(Exercises):
• A. Decide whether each statement agrees with the article on the Model UN club, answering yes or no and quoting the deciding words of the article: (i) The club's only funding need is its own conference entry fees. (ii) The club has already settled how this year's virtual events will operate. (iii) Attending virtual events will cost the students more than in-person ones.
• B. From the article on the Model UN club, set down the passage starting at "Tobias Matthews, Staff" and ending at "is still unclear.".
-- Provided text follows --
New members of the Model UN team discuss real world scenarios over Zoom.

Tobias Matthews, Staff Reporter

Shifting to an online platform has created challenges in all aspects of student life and the Model United Nations (MUN) club is no different. MUN is a club where students debate real world issues by representing countries in a simulated United Nations with other high school teams. The club primarily spends the year preparing for in-person conferences and thus has had to make changes to how it operates in an isolated world. The club plans on attending virtual events, but how those are going to operate this year is still unclear.

 

In the meantime, the club has attempted to teach its new members about MUN in hopes of attending a conference this year. Experienced members detail how conferences work and how to write position papers on a member’s assigned country in the club, but the transition to a virtual setting hasn’t been easy for club leaders.

“In person, we had the benefit of being able to simulate MUN conferences to help teach newcomers, but now we have to figure out some way of hosting them online, which will be difficult since MUN relies on people being in a room together,”  junior Surya Neil Ahuja said.

Newcomers have had trouble adjusting to the workings of MUN online. The atmosphere of MUN typically promotes personal growth by helping students develop their public speaking skills and understandings of the inner workings of debate. Furthermore, some members of the club worry a virtual platform isn’t as conducive to the atmosphere for intellectual debates

“MUN is all about debating ideas and the virtual set up we have now on Zoom does not really promote open debates like we used to have during our meetings,” junior Aaron Krimer said.

This problem the MUN club suffers is not unique, as many of the schools extracurriculars have had trouble shifting to an online format, but the MUN club does see itself lucky in one regard.

“The good thing about MUN is the only thing we need to fund is our own entry fees for the conferences,” Krimer said.

 

While many clubs have had to adapt to the new regulations that forbid fundraising during this semester, the MUN club will be able to run in a similar manner as before. The students will be able to continue attending virtual events by personally funding their own endeavors, which will be more affordable in an online format. The members of the club hope that despite the challenges this year poses for the club, it will be a valuable experience for everyone.

“So much of the fun of it is being there,” Ahuja said “Hopefully the organizers of the conference have made some creative solutions to the challenges the pandemic presents.”
-- Provided text concluded --
-- Data provided follows --
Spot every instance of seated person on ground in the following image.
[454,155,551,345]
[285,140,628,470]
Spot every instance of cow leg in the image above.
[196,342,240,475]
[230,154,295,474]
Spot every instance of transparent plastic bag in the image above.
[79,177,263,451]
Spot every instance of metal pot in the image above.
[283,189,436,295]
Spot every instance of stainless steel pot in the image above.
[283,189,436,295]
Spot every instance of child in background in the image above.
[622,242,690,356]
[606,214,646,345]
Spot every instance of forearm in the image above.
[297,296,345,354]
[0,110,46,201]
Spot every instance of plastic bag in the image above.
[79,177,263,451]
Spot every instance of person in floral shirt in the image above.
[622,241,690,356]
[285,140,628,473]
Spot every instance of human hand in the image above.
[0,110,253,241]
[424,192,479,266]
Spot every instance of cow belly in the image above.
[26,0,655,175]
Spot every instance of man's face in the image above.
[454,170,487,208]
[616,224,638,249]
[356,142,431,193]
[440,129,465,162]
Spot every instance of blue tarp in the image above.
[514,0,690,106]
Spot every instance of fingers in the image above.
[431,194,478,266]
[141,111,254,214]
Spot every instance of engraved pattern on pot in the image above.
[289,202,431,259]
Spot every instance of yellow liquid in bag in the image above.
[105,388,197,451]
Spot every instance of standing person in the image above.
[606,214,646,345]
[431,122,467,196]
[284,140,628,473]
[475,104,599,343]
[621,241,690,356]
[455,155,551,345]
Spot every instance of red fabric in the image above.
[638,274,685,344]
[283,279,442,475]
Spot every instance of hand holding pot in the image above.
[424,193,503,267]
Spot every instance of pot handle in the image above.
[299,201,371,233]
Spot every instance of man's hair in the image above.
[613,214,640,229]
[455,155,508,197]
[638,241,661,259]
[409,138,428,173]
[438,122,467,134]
-- Data provided concluded --
-- Data provided follows --
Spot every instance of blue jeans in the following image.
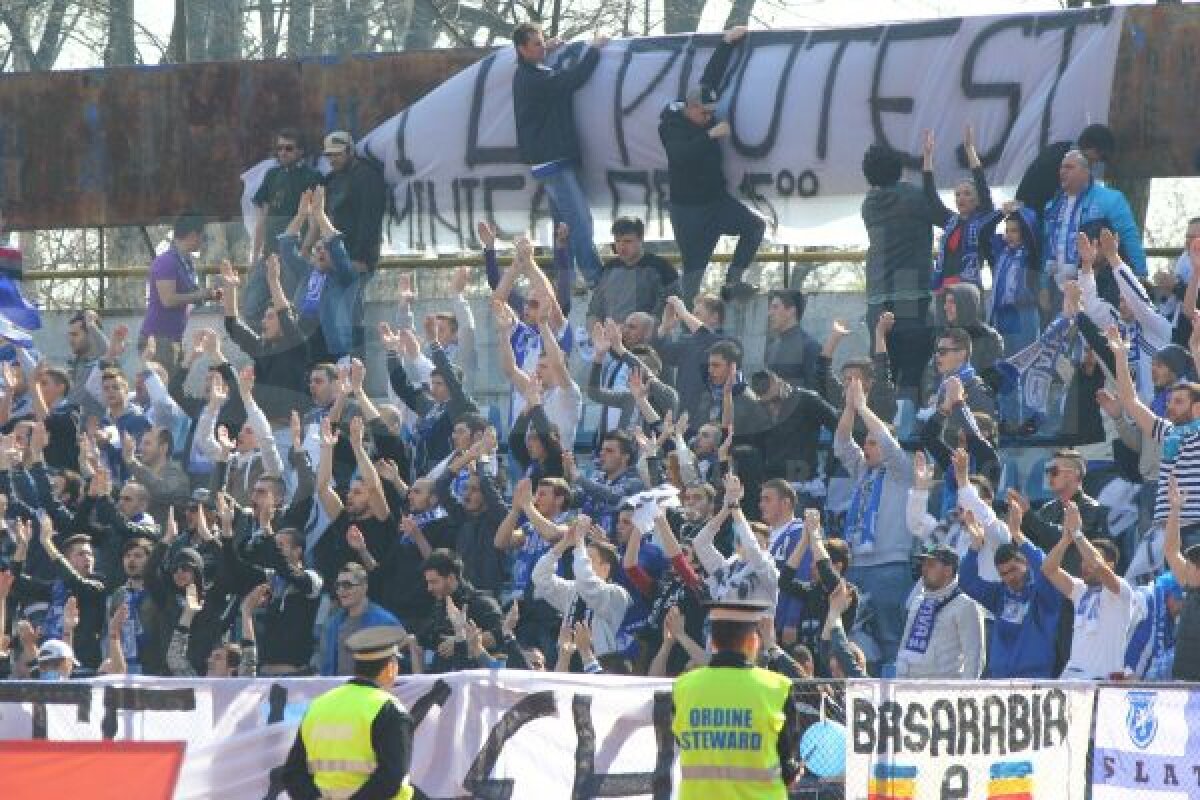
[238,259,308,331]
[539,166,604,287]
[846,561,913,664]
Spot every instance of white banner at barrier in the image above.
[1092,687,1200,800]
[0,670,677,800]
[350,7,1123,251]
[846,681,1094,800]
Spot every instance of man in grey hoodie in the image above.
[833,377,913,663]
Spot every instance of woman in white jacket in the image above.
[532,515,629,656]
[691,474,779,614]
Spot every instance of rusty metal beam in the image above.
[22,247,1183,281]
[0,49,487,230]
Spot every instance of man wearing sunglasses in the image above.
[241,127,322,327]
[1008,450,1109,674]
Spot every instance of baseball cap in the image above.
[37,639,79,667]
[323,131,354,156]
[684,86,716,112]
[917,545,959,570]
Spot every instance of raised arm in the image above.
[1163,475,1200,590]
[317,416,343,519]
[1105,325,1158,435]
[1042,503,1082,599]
-- Data provided concluded --
-- Data provided follows --
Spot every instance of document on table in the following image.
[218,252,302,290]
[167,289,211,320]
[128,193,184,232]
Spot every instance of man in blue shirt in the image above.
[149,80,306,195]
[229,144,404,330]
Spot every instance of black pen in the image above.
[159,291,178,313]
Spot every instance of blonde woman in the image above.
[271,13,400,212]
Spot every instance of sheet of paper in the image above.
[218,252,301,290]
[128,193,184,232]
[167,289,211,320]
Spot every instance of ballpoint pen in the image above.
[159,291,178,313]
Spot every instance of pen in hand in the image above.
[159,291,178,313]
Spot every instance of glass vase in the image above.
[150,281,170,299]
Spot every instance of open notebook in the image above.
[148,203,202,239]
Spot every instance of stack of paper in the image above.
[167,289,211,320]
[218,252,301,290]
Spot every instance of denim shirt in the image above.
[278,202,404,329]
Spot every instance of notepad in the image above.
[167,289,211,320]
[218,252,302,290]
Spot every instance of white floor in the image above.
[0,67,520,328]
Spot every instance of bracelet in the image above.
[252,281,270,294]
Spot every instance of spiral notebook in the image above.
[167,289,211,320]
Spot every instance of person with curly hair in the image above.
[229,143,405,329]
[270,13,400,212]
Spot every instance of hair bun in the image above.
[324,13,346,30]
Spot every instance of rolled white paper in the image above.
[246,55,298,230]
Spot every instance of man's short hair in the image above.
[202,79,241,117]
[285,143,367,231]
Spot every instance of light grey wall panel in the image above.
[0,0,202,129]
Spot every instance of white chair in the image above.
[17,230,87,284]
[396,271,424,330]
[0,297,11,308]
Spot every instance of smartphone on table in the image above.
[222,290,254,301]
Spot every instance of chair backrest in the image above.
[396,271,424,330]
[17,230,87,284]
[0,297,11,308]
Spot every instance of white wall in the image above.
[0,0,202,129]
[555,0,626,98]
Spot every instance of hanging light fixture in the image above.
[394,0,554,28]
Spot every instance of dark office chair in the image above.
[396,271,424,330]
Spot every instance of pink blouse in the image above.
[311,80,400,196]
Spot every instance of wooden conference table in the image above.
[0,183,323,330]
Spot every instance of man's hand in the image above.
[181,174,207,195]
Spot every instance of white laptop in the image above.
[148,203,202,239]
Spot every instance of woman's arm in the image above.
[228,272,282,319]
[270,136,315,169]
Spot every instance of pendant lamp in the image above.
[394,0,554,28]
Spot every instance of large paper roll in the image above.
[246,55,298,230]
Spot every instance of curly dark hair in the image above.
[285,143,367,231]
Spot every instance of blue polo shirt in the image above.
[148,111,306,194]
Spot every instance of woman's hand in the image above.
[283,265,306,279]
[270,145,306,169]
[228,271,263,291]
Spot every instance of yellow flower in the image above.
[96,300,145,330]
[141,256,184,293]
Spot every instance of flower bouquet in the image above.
-- Data provided concluded --
(Responses for each task):
• A.
(i) Yes: "the only thing we need to fund is our own entry fees for the conferences"
(ii) No: "how those are going to operate this year is still unclear"
(iii) No: "which will be more affordable in an online format"

• B.
Tobias Matthews, Staff Reporter

Shifting to an online platform has created challenges in all aspects of student life and the Model United Nations (MUN) club is no different. MUN is a club where students debate real world issues by representing countries in a simulated United Nations with other high school teams. The club primarily spends the year preparing for in-person conferences and thus has had to make changes to how it operates in an isolated world. The club plans on attending virtual events, but how those are going to operate this year is still unclear.